**WHAT IS EXPECTED:** Transcribe each entry. Change nothing.

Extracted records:

-- Opening Marker --

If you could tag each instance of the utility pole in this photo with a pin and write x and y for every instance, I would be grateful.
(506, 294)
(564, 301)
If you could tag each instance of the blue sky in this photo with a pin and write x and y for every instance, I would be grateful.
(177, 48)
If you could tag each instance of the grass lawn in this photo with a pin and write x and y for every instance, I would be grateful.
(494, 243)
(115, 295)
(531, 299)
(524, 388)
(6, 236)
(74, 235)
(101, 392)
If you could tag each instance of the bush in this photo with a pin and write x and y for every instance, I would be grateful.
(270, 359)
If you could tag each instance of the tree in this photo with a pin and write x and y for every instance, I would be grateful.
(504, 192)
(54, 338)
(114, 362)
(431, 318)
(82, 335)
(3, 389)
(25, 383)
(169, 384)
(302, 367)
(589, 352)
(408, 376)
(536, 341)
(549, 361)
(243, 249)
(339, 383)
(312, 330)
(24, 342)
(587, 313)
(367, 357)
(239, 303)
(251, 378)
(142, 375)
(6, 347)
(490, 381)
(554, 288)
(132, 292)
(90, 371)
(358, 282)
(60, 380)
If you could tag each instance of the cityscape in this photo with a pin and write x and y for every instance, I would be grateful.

-- Closing Marker --

**RESULT BELOW:**
If you could tag each instance of the utility pole in this photo with a pin and write x and y for every instance, I would be grateful.
(506, 294)
(564, 301)
If you could tag each instance of the blue sky in this photo with a pin and write x and y for every instance, I would be grateful.
(177, 48)
If you could tag each instance of the grass lawn in this photo with a pin and write x and y for every instance, I would be grateful.
(494, 243)
(115, 295)
(531, 299)
(524, 388)
(6, 236)
(74, 235)
(101, 392)
If you could tag each instance of the bush in this photo with a pin and write x and y for every instance, I would be grateful.
(270, 359)
If you could tag each instance of the tree in this photo with a pin and write x and y for every instance, I would be grateful.
(504, 192)
(54, 338)
(114, 362)
(431, 318)
(82, 335)
(3, 389)
(25, 383)
(169, 384)
(302, 367)
(589, 352)
(408, 376)
(536, 341)
(549, 361)
(243, 249)
(339, 383)
(312, 330)
(24, 342)
(587, 313)
(367, 357)
(239, 303)
(251, 378)
(142, 375)
(6, 347)
(490, 381)
(554, 288)
(132, 292)
(90, 371)
(358, 282)
(60, 380)
If you could tag each instance of the cityscape in this photo with a pin and write x and y for every instance, I would be grateful.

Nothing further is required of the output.